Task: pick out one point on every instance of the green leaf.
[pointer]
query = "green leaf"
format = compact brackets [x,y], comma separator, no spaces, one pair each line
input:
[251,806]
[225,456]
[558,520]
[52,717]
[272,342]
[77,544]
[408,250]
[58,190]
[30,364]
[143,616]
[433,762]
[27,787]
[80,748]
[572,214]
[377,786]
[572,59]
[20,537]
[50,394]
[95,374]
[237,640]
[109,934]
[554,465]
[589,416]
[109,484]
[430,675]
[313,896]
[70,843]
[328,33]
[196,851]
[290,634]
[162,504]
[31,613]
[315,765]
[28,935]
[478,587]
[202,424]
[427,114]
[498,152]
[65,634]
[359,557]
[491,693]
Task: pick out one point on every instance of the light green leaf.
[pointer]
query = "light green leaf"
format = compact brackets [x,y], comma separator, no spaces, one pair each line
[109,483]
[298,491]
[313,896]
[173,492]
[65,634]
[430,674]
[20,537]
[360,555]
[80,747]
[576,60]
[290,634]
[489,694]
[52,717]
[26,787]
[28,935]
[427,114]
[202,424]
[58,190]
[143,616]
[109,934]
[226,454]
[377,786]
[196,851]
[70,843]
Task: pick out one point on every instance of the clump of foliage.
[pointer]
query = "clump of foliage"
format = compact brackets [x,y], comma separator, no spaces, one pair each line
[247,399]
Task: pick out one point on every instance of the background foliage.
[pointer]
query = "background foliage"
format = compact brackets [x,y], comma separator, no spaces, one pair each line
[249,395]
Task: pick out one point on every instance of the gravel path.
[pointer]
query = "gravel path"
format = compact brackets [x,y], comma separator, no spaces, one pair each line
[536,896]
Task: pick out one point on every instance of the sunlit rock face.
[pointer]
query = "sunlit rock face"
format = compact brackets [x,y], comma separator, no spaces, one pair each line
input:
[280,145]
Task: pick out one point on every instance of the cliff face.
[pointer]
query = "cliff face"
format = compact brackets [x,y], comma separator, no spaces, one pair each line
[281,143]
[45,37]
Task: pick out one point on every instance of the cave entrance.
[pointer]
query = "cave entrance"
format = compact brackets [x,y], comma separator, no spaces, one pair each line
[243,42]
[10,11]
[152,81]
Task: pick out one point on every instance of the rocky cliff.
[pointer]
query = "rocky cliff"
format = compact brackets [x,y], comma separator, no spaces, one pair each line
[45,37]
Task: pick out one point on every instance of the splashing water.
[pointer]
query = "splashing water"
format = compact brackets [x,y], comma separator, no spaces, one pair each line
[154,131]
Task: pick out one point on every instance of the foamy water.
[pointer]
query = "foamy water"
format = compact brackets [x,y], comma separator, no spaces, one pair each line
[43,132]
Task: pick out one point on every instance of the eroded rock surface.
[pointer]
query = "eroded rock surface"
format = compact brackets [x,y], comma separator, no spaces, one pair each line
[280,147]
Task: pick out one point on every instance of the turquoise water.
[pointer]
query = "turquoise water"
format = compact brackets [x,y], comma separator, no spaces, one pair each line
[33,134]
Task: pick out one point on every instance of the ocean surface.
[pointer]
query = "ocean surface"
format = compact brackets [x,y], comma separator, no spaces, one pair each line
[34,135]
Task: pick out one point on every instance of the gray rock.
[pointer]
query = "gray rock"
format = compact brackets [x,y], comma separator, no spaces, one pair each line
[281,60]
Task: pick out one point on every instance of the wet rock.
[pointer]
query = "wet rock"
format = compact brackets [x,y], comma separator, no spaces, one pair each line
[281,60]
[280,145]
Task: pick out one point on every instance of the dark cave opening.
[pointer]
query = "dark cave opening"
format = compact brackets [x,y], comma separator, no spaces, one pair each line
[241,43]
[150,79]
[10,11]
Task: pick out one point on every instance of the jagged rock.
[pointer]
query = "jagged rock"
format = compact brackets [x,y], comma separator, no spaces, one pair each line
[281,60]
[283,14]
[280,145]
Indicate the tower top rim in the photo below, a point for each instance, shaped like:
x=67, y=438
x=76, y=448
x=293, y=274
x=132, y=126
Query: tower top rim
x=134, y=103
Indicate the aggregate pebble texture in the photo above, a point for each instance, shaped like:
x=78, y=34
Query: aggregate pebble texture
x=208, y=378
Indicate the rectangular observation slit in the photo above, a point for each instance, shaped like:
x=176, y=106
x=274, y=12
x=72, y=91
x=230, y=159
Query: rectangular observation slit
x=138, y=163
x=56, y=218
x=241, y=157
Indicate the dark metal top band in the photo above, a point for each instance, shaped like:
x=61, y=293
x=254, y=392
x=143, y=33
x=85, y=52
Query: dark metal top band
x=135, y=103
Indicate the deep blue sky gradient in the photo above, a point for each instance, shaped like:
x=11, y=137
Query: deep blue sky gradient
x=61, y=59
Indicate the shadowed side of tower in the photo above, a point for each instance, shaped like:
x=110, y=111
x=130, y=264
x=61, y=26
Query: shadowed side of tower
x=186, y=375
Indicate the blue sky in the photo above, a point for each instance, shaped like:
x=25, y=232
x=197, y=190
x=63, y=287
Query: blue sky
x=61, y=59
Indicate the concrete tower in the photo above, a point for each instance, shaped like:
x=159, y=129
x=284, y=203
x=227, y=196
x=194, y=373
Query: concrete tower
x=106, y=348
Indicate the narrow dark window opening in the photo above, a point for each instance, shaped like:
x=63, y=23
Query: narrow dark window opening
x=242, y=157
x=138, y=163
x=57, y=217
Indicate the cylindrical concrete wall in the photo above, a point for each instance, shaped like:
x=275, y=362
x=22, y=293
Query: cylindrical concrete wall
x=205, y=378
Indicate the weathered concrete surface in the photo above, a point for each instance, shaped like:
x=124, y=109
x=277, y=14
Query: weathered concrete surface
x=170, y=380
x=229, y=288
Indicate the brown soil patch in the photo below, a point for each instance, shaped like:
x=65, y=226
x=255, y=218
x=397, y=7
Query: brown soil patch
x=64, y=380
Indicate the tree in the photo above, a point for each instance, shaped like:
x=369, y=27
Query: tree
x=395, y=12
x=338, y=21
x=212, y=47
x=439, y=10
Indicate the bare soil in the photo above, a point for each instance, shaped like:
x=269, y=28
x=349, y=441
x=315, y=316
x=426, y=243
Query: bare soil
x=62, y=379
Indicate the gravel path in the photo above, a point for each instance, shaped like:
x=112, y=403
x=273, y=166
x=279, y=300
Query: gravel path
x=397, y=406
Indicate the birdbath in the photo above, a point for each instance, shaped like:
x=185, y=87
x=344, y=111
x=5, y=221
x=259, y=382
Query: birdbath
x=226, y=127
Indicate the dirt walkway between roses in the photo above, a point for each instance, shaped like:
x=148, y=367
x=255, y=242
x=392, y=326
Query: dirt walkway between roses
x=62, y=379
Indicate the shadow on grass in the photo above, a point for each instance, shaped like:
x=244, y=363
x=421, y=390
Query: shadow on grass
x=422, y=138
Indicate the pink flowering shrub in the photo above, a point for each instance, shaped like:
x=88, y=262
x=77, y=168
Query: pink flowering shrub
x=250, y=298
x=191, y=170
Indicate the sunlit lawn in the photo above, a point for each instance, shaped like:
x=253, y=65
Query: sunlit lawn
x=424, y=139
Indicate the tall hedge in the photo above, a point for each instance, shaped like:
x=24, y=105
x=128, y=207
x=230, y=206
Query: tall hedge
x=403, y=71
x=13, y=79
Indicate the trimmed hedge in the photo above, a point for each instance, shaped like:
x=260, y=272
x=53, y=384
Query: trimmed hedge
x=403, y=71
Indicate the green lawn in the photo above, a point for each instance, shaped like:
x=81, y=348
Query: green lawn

^^^^^^^^

● WHAT THE TASK ASKS
Change every "shaped like" in the data above to "formatted like" and give the lines again with nothing else altered.

● TASK SOLUTION
Task: pick out one point on every instance of the green leaf.
[pointer]
query = "green leaf"
format = compact brackets [x,y], comma separator, no spaces, one pair each line
input:
[251,806]
[225,456]
[558,520]
[52,717]
[272,342]
[77,544]
[408,250]
[58,190]
[30,364]
[143,616]
[433,762]
[27,787]
[80,748]
[572,214]
[377,786]
[572,59]
[20,537]
[50,394]
[95,374]
[237,640]
[109,934]
[554,465]
[589,416]
[109,484]
[430,675]
[313,896]
[70,843]
[328,33]
[196,851]
[290,634]
[162,504]
[31,613]
[315,765]
[28,935]
[478,587]
[202,424]
[427,114]
[498,152]
[65,634]
[359,557]
[491,693]
Task: pick out one point on every instance of the light green leaf.
[pointer]
query = "light green leaf"
format = compact brackets [x,y], comma separator, no spaces, one pair each line
[109,483]
[298,491]
[313,896]
[173,492]
[65,634]
[430,674]
[20,537]
[360,555]
[80,747]
[576,60]
[290,634]
[489,694]
[52,717]
[26,787]
[28,935]
[427,114]
[202,424]
[58,190]
[143,616]
[109,934]
[226,454]
[377,786]
[196,851]
[70,843]
Task: pick out one point on every instance of the clump of foliage.
[pointer]
query = "clump of foliage"
format = compact brackets [x,y], comma separator, no spaces, one pair each line
[247,399]
Task: pick out one point on every instance of the background foliage.
[pointer]
query = "background foliage"
format = compact brackets [x,y], comma separator, no spaces, one pair each line
[249,395]
Task: pick out one point on every instance of the gravel path.
[pointer]
query = "gravel path"
format = compact brackets [x,y], comma separator, no spaces, one pair each line
[536,896]
Task: pick out one point on every instance of the sunlit rock face.
[pointer]
query = "sunlit rock face"
format = compact brackets [x,y], comma separator, no spaces, one pair each line
input:
[280,145]
Task: pick out one point on every instance of the cliff face.
[pointer]
query = "cliff face"
format = compact brackets [x,y], comma separator, no spaces, one pair each line
[281,143]
[45,37]
Task: pick out one point on every instance of the cave entrance.
[pointer]
query = "cave entrance"
format = compact brackets [x,y], comma separator, no spaces, one pair each line
[243,42]
[10,11]
[152,81]
Task: pick out one point on every instance of the rocky cliff.
[pointer]
query = "rocky cliff"
format = compact brackets [x,y], comma separator, no spaces, one pair each line
[45,37]
Task: pick out one point on every instance of the splashing water.
[pointer]
query = "splashing water"
format = compact brackets [x,y], comma separator, no spaces, one pair each line
[154,131]
Task: pick out one point on every instance of the foamy water.
[pointer]
query = "foamy water"
format = compact brackets [x,y], comma separator, no spaces, one pair each line
[43,132]
Task: pick out one point on every instance of the eroded rock surface.
[pointer]
query = "eroded rock surface"
format = compact brackets [x,y], comma separator, no spaces, one pair each line
[280,147]
Task: pick out one point on every instance of the turquoise water.
[pointer]
query = "turquoise water"
format = compact brackets [x,y], comma separator, no spaces, one pair each line
[33,134]
Task: pick out one point on every instance of the ocean surface.
[pointer]
query = "ocean surface"
format = compact brackets [x,y], comma separator, no spaces, one pair each line
[34,135]
Task: pick out one point on every instance of the gray rock.
[pointer]
query = "gray rock"
format = compact brackets [x,y], comma separator, no spaces, one pair each line
[281,60]
Task: pick out one point on every instance of the wet rock.
[pointer]
query = "wet rock"
format = compact brackets [x,y], comma separator, no spaces, one pair each line
[281,60]
[280,145]
Task: pick out one point on every instance of the dark cave opening.
[pointer]
query = "dark cave opening"
format = compact brackets [x,y], comma separator, no spaces, one pair each line
[241,43]
[150,79]
[10,11]
Task: pick out one point on every instance of the jagged rock.
[pointer]
query = "jagged rock"
format = compact brackets [x,y], comma separator, no spaces, one pair each line
[281,60]
[283,14]
[280,145]
Indicate the tower top rim in the photo below, a point for each instance, formatted like:
x=67, y=438
x=76, y=448
x=293, y=274
x=132, y=126
Query: tower top rim
x=134, y=103
Indicate the aggregate pebble texture in the photo above, a point for each instance, formatted like:
x=78, y=34
Query: aggregate pebble texture
x=208, y=378
Indicate the rectangular observation slit in the photo above, a point for each instance, formatted like:
x=176, y=106
x=274, y=12
x=72, y=91
x=230, y=159
Query: rectangular observation slit
x=138, y=163
x=56, y=218
x=241, y=157
Indicate the dark metal top band in the photo above, a point for each instance, formatted like:
x=61, y=293
x=254, y=392
x=143, y=33
x=85, y=52
Query: dark metal top band
x=135, y=103
Indicate the deep blue sky gradient in the photo above, a point for each instance, formatted like:
x=11, y=137
Query: deep blue sky gradient
x=61, y=59
Indicate the shadowed side of tower in the photo above, a point for each instance, formatted like:
x=110, y=111
x=130, y=264
x=61, y=26
Query: shadowed side of tower
x=186, y=375
Indicate the blue sky in the photo above, a point for each instance, formatted like:
x=25, y=232
x=197, y=190
x=63, y=287
Query: blue sky
x=61, y=59
Indicate the concrete tower in the photo above, a point for each instance, formatted like:
x=159, y=129
x=284, y=203
x=227, y=196
x=194, y=373
Query: concrete tower
x=106, y=348
Indicate the narrow dark window opening in the photo above, a point for each instance, formatted like:
x=63, y=23
Query: narrow dark window opening
x=242, y=157
x=138, y=163
x=57, y=217
Indicate the cylindrical concrete wall in the photo above, a point for each instance, formatted like:
x=275, y=362
x=22, y=293
Query: cylindrical concrete wall
x=205, y=378
Indicate the weathered concrete surface in the photo above, a point for each instance, formatted like:
x=124, y=109
x=277, y=14
Query: weathered concrete surface
x=170, y=380
x=229, y=288
Indicate the brown soil patch in the photo below, a point for each instance, formatted like:
x=65, y=226
x=255, y=218
x=397, y=7
Query: brown soil patch
x=64, y=380
Indicate the tree in the photo above, a point for each instance, formatted like:
x=369, y=27
Query: tree
x=395, y=12
x=338, y=21
x=212, y=47
x=439, y=10
Indicate the bare soil in the photo above, a point for each instance, formatted like:
x=269, y=28
x=349, y=441
x=315, y=316
x=426, y=243
Query: bare soil
x=62, y=379
Indicate the gravel path in the photo above, a point for each instance, formatted like:
x=112, y=403
x=273, y=166
x=279, y=300
Query: gravel path
x=397, y=406
Indicate the birdbath in the photo above, a point for each instance, formatted like:
x=185, y=87
x=344, y=111
x=5, y=221
x=259, y=382
Query: birdbath
x=226, y=127
Indicate the dirt walkway between roses in the photo above, a point for each instance, formatted like:
x=148, y=367
x=255, y=242
x=392, y=326
Query: dirt walkway between roses
x=62, y=379
Indicate the shadow on grass in the photo above, a point for each instance, formatted like:
x=244, y=363
x=421, y=390
Query: shadow on grass
x=422, y=138
Indicate the pink flowering shrub in the photo above, a point for each instance, formatted like:
x=88, y=262
x=77, y=168
Query: pink flowering shrub
x=250, y=298
x=191, y=170
Indicate the sunlit lawn in the photo above, a point for each instance, formatted like:
x=253, y=65
Query: sunlit lawn
x=424, y=139
Indicate the tall hedge in the photo above, a point for each instance, formatted like:
x=24, y=105
x=128, y=207
x=230, y=206
Query: tall hedge
x=403, y=71
x=13, y=79
Indicate the trimmed hedge in the photo above, a point for each instance, formatted like:
x=260, y=272
x=53, y=384
Query: trimmed hedge
x=403, y=71
Indicate the green lawn in the photo above, a point for each instance, formatted like:
x=81, y=348
Query: green lawn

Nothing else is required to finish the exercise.